DATASET CONTENT →
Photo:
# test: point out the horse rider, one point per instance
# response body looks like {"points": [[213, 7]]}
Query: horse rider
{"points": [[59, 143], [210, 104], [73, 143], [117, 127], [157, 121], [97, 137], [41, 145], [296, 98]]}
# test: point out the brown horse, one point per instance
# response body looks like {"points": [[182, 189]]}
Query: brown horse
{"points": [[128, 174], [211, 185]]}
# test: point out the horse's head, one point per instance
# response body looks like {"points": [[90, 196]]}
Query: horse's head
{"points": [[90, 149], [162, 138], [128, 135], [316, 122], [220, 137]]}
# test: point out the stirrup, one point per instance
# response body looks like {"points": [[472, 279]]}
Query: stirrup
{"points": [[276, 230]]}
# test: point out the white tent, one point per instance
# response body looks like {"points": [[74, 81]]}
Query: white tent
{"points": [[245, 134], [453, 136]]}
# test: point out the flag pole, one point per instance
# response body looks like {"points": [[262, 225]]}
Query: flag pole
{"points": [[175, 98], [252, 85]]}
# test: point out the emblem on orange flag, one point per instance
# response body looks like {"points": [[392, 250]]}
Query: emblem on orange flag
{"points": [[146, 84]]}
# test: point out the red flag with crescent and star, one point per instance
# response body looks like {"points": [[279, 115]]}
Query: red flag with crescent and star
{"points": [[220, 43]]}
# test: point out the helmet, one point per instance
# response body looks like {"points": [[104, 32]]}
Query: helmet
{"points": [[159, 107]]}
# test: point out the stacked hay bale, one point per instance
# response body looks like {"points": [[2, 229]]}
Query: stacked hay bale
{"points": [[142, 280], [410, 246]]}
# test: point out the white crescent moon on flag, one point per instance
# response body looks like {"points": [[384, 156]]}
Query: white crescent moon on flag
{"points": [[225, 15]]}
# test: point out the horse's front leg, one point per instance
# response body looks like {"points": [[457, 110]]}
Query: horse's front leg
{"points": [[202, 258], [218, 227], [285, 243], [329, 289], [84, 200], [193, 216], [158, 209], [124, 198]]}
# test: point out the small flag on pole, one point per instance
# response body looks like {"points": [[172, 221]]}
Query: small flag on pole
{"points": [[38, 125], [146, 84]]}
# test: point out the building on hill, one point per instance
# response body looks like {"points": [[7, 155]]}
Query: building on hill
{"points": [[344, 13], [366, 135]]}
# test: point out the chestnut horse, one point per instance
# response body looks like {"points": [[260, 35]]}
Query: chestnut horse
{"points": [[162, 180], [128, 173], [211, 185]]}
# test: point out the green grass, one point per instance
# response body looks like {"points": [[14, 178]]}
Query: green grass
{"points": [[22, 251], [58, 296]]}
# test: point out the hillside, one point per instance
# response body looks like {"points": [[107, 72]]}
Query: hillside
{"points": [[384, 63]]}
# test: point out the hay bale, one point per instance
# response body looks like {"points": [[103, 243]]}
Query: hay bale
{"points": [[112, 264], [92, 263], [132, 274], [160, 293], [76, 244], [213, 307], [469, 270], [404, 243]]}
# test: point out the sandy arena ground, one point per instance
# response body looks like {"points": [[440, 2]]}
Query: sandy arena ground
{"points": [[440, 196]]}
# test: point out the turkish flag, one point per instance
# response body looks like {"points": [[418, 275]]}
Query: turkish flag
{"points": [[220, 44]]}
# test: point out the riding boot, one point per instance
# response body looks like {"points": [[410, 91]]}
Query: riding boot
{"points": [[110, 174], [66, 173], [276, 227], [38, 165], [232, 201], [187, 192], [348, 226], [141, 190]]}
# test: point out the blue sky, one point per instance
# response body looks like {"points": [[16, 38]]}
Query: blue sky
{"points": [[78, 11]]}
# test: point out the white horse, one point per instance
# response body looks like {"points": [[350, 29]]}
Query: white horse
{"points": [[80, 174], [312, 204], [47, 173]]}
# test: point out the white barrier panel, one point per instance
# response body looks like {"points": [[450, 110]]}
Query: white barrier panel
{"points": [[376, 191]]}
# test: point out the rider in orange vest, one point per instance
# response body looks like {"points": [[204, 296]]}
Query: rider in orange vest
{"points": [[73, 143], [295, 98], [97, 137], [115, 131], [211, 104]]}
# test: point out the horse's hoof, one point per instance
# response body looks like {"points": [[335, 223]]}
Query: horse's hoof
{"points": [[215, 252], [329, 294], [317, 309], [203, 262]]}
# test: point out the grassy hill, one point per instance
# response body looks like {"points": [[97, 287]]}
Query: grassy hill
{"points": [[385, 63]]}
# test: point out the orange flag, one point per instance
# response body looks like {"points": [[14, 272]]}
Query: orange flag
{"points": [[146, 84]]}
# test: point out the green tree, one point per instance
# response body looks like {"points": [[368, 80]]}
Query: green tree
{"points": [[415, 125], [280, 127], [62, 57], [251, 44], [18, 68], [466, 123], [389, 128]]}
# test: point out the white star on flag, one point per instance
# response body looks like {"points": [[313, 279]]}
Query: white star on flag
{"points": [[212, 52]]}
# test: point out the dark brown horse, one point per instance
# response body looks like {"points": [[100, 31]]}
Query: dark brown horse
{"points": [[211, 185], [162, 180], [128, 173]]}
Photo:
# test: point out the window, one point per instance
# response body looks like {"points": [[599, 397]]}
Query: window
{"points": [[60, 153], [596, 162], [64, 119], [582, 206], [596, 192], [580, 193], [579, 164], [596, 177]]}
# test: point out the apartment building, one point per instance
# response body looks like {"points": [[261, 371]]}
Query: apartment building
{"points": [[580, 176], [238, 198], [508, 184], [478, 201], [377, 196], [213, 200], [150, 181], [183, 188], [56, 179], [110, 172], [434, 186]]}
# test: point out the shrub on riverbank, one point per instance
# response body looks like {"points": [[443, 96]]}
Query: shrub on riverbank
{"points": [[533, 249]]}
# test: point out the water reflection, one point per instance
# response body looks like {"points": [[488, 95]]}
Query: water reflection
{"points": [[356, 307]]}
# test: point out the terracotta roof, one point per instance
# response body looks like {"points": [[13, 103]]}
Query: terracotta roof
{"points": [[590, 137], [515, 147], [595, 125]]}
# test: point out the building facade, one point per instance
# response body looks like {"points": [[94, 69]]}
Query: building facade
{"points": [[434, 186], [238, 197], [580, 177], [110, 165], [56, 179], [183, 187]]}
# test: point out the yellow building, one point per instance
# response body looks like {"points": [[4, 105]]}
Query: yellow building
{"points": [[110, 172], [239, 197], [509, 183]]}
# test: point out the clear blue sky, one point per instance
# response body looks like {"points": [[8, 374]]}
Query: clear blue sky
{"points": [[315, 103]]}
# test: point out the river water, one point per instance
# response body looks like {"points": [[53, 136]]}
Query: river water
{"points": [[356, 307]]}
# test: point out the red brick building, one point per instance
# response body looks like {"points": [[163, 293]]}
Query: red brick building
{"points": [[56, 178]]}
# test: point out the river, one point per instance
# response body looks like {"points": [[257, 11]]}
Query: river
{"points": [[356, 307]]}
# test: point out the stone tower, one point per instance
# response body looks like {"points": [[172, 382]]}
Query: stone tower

EXERCISE OBJECTIVE → Rewrite all the records, swapping "one point per instance" for "a single point for each instance" and leaving everything else as it is.

FINISHED ANSWER →
Photo:
# test: point out the horse rider, a single point for each instance
# response body looks like {"points": [[213, 7]]}
Query: horse rider
{"points": [[59, 143], [210, 104], [73, 143], [117, 127], [157, 121], [97, 137], [41, 145], [296, 98]]}
# test: point out the brown horse, a single point for each instance
# response body looks like {"points": [[182, 189]]}
Query: brown horse
{"points": [[128, 174], [211, 185]]}
# test: point out the horse's head, a single point for each instance
# response body looks like {"points": [[90, 196]]}
Query: horse's head
{"points": [[90, 149], [162, 138], [128, 135], [316, 122], [220, 137]]}
# test: point out the stirrup, a single point for each instance
# response body looks like {"points": [[472, 279]]}
Query: stirrup
{"points": [[276, 230]]}
# test: point out the white tent, a single point for each instance
# response body looks like {"points": [[74, 81]]}
Query: white tent
{"points": [[245, 134], [453, 136]]}
# test: point out the flag pole, a single point for each instance
# response body looks like {"points": [[262, 225]]}
Query: flag pole
{"points": [[175, 98], [252, 85]]}
# test: point out the emblem on orange flag, a single point for each instance
# response body looks like {"points": [[392, 250]]}
Query: emblem on orange flag
{"points": [[146, 84]]}
# test: point out the red flag with crescent and star, a single point for each instance
# response body looks like {"points": [[279, 115]]}
Query: red flag with crescent and star
{"points": [[220, 43]]}
# test: point out the helmet, a single point for each instance
# response body looks like {"points": [[104, 32]]}
Query: helmet
{"points": [[159, 107]]}
# test: point out the stacked hay bale, a single point for each instance
# response body looks like {"points": [[2, 229]]}
Query: stacked hay bale
{"points": [[142, 280], [410, 246]]}
# test: point out the white crescent moon on flag, a single point for each instance
# response body looks like {"points": [[384, 156]]}
Query: white crescent moon on flag
{"points": [[225, 15]]}
# test: point out the horse's front leg, a single point for each instance
# response body looks like {"points": [[457, 110]]}
Query: horse's front leg
{"points": [[202, 258], [218, 227], [285, 243], [329, 289], [84, 200], [193, 216], [158, 209], [124, 198]]}
# test: point out the small flag on pole, a single point for each instance
# response body looks like {"points": [[172, 221]]}
Query: small flag on pole
{"points": [[38, 125], [146, 84]]}
# test: point out the building on hill, a single point for each instance
# response body looks like {"points": [[7, 155]]}
Query: building on hill
{"points": [[344, 13], [366, 135]]}
# test: point out the chestnut horse, a single point for each instance
# response body looks like {"points": [[260, 35]]}
Query: chestnut horse
{"points": [[162, 180], [128, 173], [211, 185]]}
# test: point out the green grass, a single point for each instance
# response body looks like {"points": [[14, 178]]}
Query: green grass
{"points": [[22, 251], [58, 296]]}
# test: point out the hillside, a single point for each instance
# response body looks like {"points": [[107, 72]]}
Query: hillside
{"points": [[384, 63]]}
# test: point out the hay bale, a single point for each instance
# response body looks like {"points": [[103, 243]]}
Query: hay bale
{"points": [[112, 264], [92, 263], [132, 274], [160, 293], [76, 244], [213, 307], [469, 270], [404, 243]]}
# test: point out the sandy arena ground, a single point for each instance
# response body looks like {"points": [[440, 2]]}
Query: sandy arena ground
{"points": [[440, 196]]}
# test: point out the turkish flag, a single point for each instance
# response body looks like {"points": [[418, 275]]}
Query: turkish flag
{"points": [[220, 44]]}
# test: point out the riding boot, a single point for each instance
# response body looks like {"points": [[410, 91]]}
Query: riding boot
{"points": [[110, 174], [66, 173], [276, 227], [38, 165], [232, 201], [187, 192], [348, 226], [141, 190]]}
# test: point out the blue sky, a single point for each instance
# response body looks like {"points": [[16, 38]]}
Query: blue sky
{"points": [[78, 11]]}
# test: point out the white horse, a single point for each instance
# response body looks like {"points": [[350, 29]]}
Query: white horse
{"points": [[80, 174], [312, 204], [47, 173]]}
# test: point out the white barrier panel, a single point for each instance
# response body looks like {"points": [[450, 110]]}
Query: white barrier panel
{"points": [[376, 191]]}
# test: point out the rider in orange vest, a single point for each instance
# response body looks like {"points": [[204, 296]]}
Query: rider in orange vest
{"points": [[73, 143], [295, 98], [97, 137], [115, 131], [211, 104]]}
# test: point out the horse's hoof, a single point for each instance
# response body looks like {"points": [[335, 223]]}
Query: horse's hoof
{"points": [[215, 252], [329, 294], [317, 309], [203, 262]]}
# test: point out the grassy hill, a single point for each instance
# response body looks like {"points": [[97, 287]]}
Query: grassy hill
{"points": [[385, 63]]}
# test: point out the orange flag, a single point for each instance
# response body looks like {"points": [[14, 272]]}
Query: orange flag
{"points": [[146, 84]]}
# test: point out the green tree, a single point for each instance
# response body looks like {"points": [[368, 80]]}
Query: green tree
{"points": [[415, 125], [280, 127], [62, 57], [251, 44], [18, 68], [466, 123], [389, 128]]}
# test: point out the white star on flag, a single point for each instance
# response body looks like {"points": [[313, 279]]}
Query: white star on flag
{"points": [[212, 52]]}
# test: point out the dark brown horse, a single point for each instance
# response body looks like {"points": [[100, 31]]}
Query: dark brown horse
{"points": [[211, 185], [162, 180], [128, 173]]}
Photo:
# test: point out the window, a single point for each instance
# response body looks like {"points": [[599, 397]]}
Query: window
{"points": [[60, 153], [596, 162], [64, 119], [582, 206], [596, 192], [580, 193], [579, 164], [596, 177]]}
# test: point out the apartment building, a single point for each instance
# response body looks like {"points": [[261, 371]]}
Query: apartment building
{"points": [[580, 176], [238, 198], [508, 184], [478, 201], [377, 196], [213, 200], [150, 181], [183, 188], [56, 179], [110, 172], [434, 186]]}
# test: point out the shrub on riverbank, a single point for each instance
# response body looks like {"points": [[443, 96]]}
Query: shrub on riverbank
{"points": [[533, 249]]}
# test: point out the water reflection, a single point for each instance
# response body looks like {"points": [[488, 95]]}
Query: water reflection
{"points": [[356, 307]]}
# test: point out the terracotta roof, a single point for each instance
# response body looks like {"points": [[13, 103]]}
Query: terracotta roof
{"points": [[590, 137], [515, 147], [595, 125]]}
# test: point out the building facade, a single point for each instance
# response body looks like {"points": [[94, 69]]}
Query: building facade
{"points": [[434, 186], [238, 197], [580, 177], [110, 165], [56, 179], [183, 187]]}
# test: point out the yellow building, a single point for each instance
# response body looks like {"points": [[4, 105]]}
Query: yellow building
{"points": [[110, 172], [239, 197], [509, 183]]}
# test: point out the clear blue sky, a single point for each instance
# response body looks like {"points": [[8, 374]]}
Query: clear blue sky
{"points": [[315, 103]]}
# test: point out the river water, a single point for each instance
# response body looks like {"points": [[53, 136]]}
Query: river water
{"points": [[356, 307]]}
# test: point out the red brick building, a single point for each instance
# response body looks like {"points": [[163, 293]]}
Query: red brick building
{"points": [[56, 178]]}
# test: point out the river, a single point for each instance
# response body looks like {"points": [[257, 11]]}
Query: river
{"points": [[356, 307]]}
# test: point out the stone tower, a single point for each instance
# response body looks like {"points": [[172, 382]]}
Query: stone tower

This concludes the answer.